Pick out every line of the material below that contains the string "surface", and copy each such line in full. Matching is case-sensitive.

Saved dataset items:
****************

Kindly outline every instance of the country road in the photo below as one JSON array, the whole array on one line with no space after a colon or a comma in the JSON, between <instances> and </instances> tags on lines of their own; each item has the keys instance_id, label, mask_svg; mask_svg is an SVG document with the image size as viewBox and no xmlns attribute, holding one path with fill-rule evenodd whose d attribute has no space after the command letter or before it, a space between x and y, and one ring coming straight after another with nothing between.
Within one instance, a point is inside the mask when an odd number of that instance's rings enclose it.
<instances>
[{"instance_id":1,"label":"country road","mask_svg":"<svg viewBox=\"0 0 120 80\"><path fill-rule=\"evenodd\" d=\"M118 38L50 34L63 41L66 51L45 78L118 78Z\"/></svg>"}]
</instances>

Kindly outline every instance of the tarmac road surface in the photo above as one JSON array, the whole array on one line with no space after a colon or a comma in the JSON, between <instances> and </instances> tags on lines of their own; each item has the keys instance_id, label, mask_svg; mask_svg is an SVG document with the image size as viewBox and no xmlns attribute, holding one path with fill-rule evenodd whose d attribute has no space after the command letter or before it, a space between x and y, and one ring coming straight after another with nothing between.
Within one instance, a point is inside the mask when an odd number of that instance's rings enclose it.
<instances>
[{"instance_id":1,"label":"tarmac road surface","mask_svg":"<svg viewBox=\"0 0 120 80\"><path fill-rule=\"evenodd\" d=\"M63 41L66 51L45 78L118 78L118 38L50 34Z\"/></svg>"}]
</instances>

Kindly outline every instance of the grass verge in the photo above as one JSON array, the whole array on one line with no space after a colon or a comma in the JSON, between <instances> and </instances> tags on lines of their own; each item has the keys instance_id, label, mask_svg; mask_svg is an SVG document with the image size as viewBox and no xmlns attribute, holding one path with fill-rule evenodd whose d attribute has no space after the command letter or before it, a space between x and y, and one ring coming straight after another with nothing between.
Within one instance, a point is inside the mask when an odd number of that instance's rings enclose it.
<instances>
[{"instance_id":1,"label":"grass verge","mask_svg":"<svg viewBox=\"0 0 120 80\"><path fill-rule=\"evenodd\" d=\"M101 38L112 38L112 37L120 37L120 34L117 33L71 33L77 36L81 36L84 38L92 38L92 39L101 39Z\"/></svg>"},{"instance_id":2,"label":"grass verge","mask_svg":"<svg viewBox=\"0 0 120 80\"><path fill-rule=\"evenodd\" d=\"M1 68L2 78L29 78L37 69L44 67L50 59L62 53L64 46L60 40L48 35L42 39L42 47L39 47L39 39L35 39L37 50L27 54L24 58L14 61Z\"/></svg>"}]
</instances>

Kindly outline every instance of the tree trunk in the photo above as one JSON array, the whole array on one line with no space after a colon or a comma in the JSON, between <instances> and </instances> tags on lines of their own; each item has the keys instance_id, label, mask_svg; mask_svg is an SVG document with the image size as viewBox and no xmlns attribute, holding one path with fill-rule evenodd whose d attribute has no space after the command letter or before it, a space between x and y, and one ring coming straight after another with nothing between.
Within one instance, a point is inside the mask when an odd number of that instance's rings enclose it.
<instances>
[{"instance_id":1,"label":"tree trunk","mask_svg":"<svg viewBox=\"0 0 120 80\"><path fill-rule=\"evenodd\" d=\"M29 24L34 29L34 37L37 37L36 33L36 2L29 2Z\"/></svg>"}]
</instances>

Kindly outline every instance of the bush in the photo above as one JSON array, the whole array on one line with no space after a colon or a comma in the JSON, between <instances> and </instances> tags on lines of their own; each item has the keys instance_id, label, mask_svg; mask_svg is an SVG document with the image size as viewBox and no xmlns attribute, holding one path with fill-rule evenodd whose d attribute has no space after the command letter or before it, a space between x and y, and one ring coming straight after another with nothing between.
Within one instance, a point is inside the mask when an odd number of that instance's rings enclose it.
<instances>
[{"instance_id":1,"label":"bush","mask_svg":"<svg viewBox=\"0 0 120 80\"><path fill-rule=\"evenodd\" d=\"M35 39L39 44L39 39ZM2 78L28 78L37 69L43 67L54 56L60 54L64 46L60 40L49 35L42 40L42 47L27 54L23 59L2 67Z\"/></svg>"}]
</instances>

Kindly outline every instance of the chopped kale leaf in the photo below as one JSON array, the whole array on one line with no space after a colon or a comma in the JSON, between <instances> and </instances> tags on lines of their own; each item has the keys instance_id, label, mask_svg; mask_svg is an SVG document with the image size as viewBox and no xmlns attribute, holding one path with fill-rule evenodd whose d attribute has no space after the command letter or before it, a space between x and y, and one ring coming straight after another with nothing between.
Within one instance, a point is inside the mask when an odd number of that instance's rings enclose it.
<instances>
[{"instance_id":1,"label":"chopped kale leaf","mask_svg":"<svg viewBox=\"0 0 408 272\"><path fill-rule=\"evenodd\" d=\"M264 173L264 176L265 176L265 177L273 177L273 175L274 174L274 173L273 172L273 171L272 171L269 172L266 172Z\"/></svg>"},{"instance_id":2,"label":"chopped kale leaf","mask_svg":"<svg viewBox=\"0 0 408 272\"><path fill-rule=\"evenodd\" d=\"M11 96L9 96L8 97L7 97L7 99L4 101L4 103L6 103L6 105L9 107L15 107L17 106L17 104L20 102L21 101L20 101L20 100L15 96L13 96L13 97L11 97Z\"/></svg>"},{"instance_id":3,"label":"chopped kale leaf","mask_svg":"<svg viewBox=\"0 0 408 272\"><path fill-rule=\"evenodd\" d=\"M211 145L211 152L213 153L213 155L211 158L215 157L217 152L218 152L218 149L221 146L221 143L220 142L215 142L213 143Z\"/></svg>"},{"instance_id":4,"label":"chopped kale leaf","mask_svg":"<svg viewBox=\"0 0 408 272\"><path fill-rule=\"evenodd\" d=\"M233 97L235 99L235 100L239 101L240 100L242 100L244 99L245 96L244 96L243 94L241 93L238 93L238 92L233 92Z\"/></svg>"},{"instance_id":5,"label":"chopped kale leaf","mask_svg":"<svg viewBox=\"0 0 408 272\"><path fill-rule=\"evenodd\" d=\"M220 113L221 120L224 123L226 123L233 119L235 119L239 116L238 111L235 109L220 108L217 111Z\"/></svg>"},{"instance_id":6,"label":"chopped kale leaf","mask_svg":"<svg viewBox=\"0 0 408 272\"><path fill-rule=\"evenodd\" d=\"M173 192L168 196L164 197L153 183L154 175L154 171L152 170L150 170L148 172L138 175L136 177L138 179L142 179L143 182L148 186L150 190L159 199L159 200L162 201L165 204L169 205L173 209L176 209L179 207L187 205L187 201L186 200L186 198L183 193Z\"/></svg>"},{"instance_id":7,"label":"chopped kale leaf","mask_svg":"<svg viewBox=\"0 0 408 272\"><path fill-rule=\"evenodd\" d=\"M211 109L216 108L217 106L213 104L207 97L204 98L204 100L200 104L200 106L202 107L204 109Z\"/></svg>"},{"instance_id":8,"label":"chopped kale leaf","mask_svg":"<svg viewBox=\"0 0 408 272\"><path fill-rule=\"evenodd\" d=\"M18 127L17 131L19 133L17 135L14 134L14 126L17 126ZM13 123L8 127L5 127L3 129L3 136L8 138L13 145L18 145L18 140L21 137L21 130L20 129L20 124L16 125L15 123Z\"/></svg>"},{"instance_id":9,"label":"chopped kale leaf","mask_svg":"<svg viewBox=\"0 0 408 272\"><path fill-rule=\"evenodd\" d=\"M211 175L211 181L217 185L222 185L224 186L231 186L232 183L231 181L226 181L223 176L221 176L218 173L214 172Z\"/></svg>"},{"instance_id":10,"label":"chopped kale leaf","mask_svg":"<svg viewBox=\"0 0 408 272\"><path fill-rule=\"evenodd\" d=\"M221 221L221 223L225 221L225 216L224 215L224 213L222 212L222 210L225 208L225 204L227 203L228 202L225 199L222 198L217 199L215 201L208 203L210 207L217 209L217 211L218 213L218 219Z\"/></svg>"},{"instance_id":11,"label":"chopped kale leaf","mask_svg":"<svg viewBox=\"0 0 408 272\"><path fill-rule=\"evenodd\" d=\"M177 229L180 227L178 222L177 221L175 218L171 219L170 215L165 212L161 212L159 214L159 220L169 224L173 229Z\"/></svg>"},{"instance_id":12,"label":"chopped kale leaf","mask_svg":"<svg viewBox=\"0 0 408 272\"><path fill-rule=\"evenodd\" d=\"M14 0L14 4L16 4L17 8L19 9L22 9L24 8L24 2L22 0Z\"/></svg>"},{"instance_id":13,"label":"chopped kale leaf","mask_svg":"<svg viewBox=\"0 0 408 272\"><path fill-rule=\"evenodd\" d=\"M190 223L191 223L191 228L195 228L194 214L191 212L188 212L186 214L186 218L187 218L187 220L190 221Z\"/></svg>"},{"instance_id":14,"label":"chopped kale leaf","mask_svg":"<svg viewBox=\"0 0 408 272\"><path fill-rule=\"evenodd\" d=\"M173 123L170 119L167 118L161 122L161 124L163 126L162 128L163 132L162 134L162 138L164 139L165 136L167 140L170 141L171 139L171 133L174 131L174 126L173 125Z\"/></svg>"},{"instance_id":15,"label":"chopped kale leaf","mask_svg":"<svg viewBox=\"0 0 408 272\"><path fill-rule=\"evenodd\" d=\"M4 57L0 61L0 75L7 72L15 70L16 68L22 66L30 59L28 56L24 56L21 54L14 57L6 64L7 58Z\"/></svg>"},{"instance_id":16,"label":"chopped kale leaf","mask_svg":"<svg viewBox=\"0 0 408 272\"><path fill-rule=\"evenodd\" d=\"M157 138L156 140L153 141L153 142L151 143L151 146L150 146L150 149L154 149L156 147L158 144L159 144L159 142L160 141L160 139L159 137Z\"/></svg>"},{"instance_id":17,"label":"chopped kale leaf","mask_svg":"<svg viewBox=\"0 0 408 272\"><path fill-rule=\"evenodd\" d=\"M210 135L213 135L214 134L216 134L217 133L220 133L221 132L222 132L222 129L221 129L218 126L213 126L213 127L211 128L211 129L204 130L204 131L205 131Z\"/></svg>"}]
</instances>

****************

● The response:
Kindly outline every instance of the tarmac road surface in the photo above as one JSON array, the whole array on one line with no space after a colon or a comma in the JSON, between <instances> and </instances> tags on lines of their own; each item has the keys instance_id, label, mask_svg; mask_svg is an SVG document with the image size as viewBox and no xmlns attribute, holding one path with fill-rule evenodd whose d attribute has no space after the command letter or before it, a space between x and y, and one ring coming straight after another with nothing between.
[{"instance_id":1,"label":"tarmac road surface","mask_svg":"<svg viewBox=\"0 0 120 80\"><path fill-rule=\"evenodd\" d=\"M63 41L66 51L45 78L118 78L118 38L50 34Z\"/></svg>"}]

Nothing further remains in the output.